_Assigned task_.
Would you write out every entry exactly, but without the pictures?

Records from a collection:

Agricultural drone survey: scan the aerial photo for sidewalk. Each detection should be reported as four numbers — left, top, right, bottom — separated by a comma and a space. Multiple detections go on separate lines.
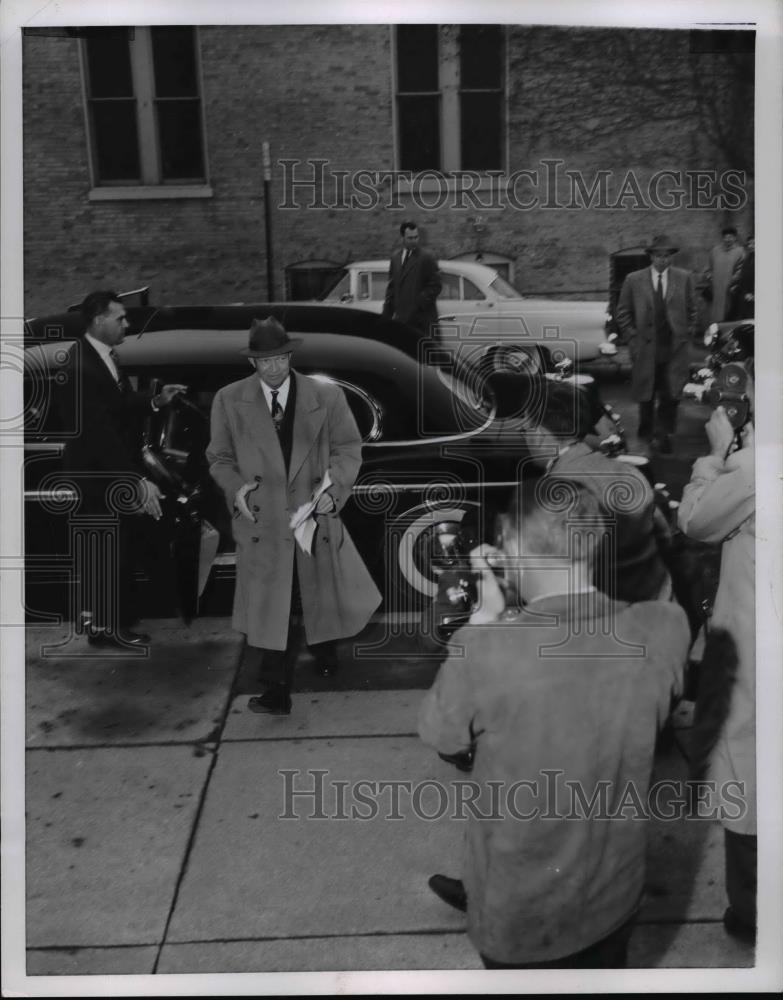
19, 618, 754, 978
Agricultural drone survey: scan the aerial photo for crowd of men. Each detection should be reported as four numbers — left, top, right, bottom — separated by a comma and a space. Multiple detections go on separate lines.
57, 216, 756, 968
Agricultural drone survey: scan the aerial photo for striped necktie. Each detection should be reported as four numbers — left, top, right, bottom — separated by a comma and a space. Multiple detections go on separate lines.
271, 389, 283, 431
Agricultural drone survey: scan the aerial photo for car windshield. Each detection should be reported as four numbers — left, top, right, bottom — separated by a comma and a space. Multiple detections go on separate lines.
489, 275, 524, 299
320, 269, 350, 299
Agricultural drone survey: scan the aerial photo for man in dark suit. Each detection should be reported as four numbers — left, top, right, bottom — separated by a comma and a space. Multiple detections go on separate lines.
729, 233, 754, 320
60, 290, 186, 649
616, 234, 698, 453
381, 220, 441, 334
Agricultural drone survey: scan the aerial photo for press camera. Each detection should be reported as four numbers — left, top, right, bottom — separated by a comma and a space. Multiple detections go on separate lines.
684, 322, 754, 430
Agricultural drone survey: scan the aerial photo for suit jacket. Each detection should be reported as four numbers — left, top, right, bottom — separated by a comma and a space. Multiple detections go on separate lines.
616, 265, 697, 402
418, 594, 689, 964
59, 337, 151, 510
207, 370, 381, 649
381, 247, 441, 333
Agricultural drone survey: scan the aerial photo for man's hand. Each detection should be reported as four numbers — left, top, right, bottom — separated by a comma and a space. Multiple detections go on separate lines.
468, 544, 506, 624
154, 384, 188, 407
706, 406, 736, 459
234, 481, 259, 522
314, 491, 336, 515
138, 478, 163, 520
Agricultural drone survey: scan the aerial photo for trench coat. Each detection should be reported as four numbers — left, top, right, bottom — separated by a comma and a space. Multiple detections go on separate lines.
207, 371, 381, 649
616, 265, 697, 402
381, 247, 441, 334
678, 446, 755, 835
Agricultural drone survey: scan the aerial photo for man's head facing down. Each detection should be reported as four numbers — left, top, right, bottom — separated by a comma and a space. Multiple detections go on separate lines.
81, 291, 129, 347
499, 476, 606, 601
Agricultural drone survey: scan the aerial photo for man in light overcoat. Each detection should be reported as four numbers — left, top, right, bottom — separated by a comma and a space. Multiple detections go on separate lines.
616, 234, 698, 453
207, 317, 381, 714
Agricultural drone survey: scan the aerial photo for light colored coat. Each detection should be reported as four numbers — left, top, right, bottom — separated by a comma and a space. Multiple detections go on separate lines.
678, 446, 755, 835
207, 371, 381, 649
616, 265, 697, 402
418, 594, 689, 964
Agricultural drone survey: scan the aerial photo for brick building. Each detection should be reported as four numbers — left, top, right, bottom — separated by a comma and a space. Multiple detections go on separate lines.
22, 24, 754, 317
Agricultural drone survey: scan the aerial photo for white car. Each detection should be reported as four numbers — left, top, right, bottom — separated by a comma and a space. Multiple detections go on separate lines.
320, 259, 616, 364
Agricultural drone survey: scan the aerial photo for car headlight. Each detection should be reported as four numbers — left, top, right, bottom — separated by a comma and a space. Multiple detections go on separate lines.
704, 323, 719, 347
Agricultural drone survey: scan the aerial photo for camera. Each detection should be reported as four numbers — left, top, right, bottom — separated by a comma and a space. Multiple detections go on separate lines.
684, 322, 754, 430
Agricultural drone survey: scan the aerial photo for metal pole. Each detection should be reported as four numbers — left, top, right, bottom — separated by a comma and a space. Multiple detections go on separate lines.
263, 141, 275, 301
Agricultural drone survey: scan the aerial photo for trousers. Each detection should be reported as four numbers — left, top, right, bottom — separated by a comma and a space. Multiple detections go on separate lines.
638, 362, 679, 437
258, 561, 337, 690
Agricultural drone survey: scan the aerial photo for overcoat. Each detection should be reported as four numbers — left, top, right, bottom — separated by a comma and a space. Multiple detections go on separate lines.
616, 265, 697, 402
678, 446, 755, 835
381, 247, 441, 334
207, 371, 381, 649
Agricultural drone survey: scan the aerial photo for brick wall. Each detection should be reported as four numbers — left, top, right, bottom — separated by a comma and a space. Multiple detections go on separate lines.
22, 25, 753, 317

_Exercise result_.
Agricultural drone survey: scan the aerial photo for sidewalk. Each detection should be reported as four numbers — left, top, right, bottom — separated by a comma and a space. Multiple detections go on separate lines.
19, 618, 754, 978
Agricultural drone survey: scan the aerial photo for crowd of men. Each detection should be reported as four numbers — left, top, right, bottom — separated by a comma and a space. Multiple detections go on separate lines.
57, 216, 756, 968
Agricultural drone survey: scan the aerial photo for striped necktie. Each detection should be reported as four numbers — left, top, right, bottom — separated by a comma and a space. Multiple detections go on separate lines.
271, 389, 283, 431
Agricultural drone survey: scan the aerial photo for car windshield. Each detection should be reported as four numbers — left, top, right, bottom — separated by a comma and a space. Multiple detections go on separate lines.
489, 275, 524, 299
320, 269, 350, 299
Agricultural drone survey: scan the aerial photo for man in dark suit. Each detection should be reported as four numbers — left, top, right, bottom — separated by a comma and a space. Multiple detections go on separate lines.
729, 233, 754, 320
60, 290, 186, 649
616, 234, 698, 453
381, 220, 441, 334
Agricultural drone survey: scan the aerial photo for press camera. Each detection should be reported as four numbers — left, top, right, bottom — separated by a comma and a space. Multiple detections go on separate lines.
684, 322, 754, 430
Agricultural drone survey: scan the aerial photo for suit jacket. Each detection should be reported as four numbers — left, top, right, bottom — separated by a comma and a space. Multiple detections go on separate lines.
616, 265, 697, 402
418, 594, 689, 964
59, 337, 151, 510
207, 370, 381, 649
381, 247, 441, 333
Agricultural drone survey: scan the aerial photo for man's hand. Each detection should be reported as four numbers — left, top, right, bottom — separated by a comma and a space. Multiple detections go on separate lines.
468, 544, 506, 624
154, 384, 188, 407
706, 406, 736, 459
234, 481, 259, 522
314, 491, 336, 515
138, 478, 163, 520
Agricultural drone survey: scan the aerial photo for trench coat. Each detection should be reported as four numbers — left, top, right, bottom — separated by a comma and a space. Multiple detections go on separate lines.
207, 371, 381, 649
616, 265, 697, 402
381, 247, 441, 334
678, 446, 755, 835
Agricultural drone survey: scan the aerial photo for man's head facing down. Each detection should be reported as four numbers — left, top, right, bottom — separated by a comma and a space. Multiple detections go on separate lines.
81, 291, 129, 347
499, 476, 606, 601
Agricultural drone survey: scan the aerial photo for man in light overcoat. Each detection should be reported as four numbers — left, top, right, bottom — separated by a comma and a space. Multiple detections go on separate lines.
616, 234, 698, 453
207, 317, 381, 714
Agricultural drone survey: scan the aerial photo for light colored coat. Each detection should be reported as four numbers — left, top, right, bottom — separated by a comma and a space. Multiple detections go on separate lines.
678, 446, 755, 835
207, 371, 381, 649
616, 265, 697, 402
418, 594, 689, 964
Agricultural drone survey: scan the aerial photo for brick building. Each detection should be reported as four numbers — left, top, right, bottom — separated by a comma and a space. Multiple detections go on separate lines.
22, 24, 754, 317
Agricultural drone survey: scan the aerial photo for white car. Each detection should be reported as four numbers — left, top, right, bottom — separated by a comma and a space. Multiple detections go on separate lines.
320, 259, 616, 364
Agricultural drone survey: scan the aerial photo for car headlight. Each detection should be reported as four numbers — left, top, right, bottom — separated by a comma and a space. Multiple detections go on separate lines.
704, 323, 719, 347
Agricultural drone survey: scan the aerial photo for camera. Each detection should be reported as four numbers — left, top, right, bottom — separated by a comma and a space. Multiple detections go on separate lines.
684, 322, 754, 430
Agricultural drone survey: scan the aerial photo for metal pole. Each detection should be reported as four numbers — left, top, right, bottom — separated by a comma and a space. Multiple detections go on separate lines.
263, 141, 275, 301
Agricultural drone survey: scan the aerial photo for trousers. Each detection should be reported as four numbers — left, top, right, bottom — separated by a comma and a space. Multiple detections go on separate lines.
638, 362, 679, 437
258, 561, 337, 690
Agricultural drone survey: scan the aerial photo for overcoat. Each detection should be reported as four numbers — left, top, right, bottom — separated by a comma and a space. Multiple detections go on separate lines.
616, 265, 697, 402
678, 446, 755, 835
381, 247, 441, 334
207, 371, 381, 649
Agricultural drone survey: scan the aerial photo for brick wall. Each detection should be reported as four numbers — left, top, right, bottom — separated by a comma and a space. Multiple detections go on separate lines.
22, 25, 753, 317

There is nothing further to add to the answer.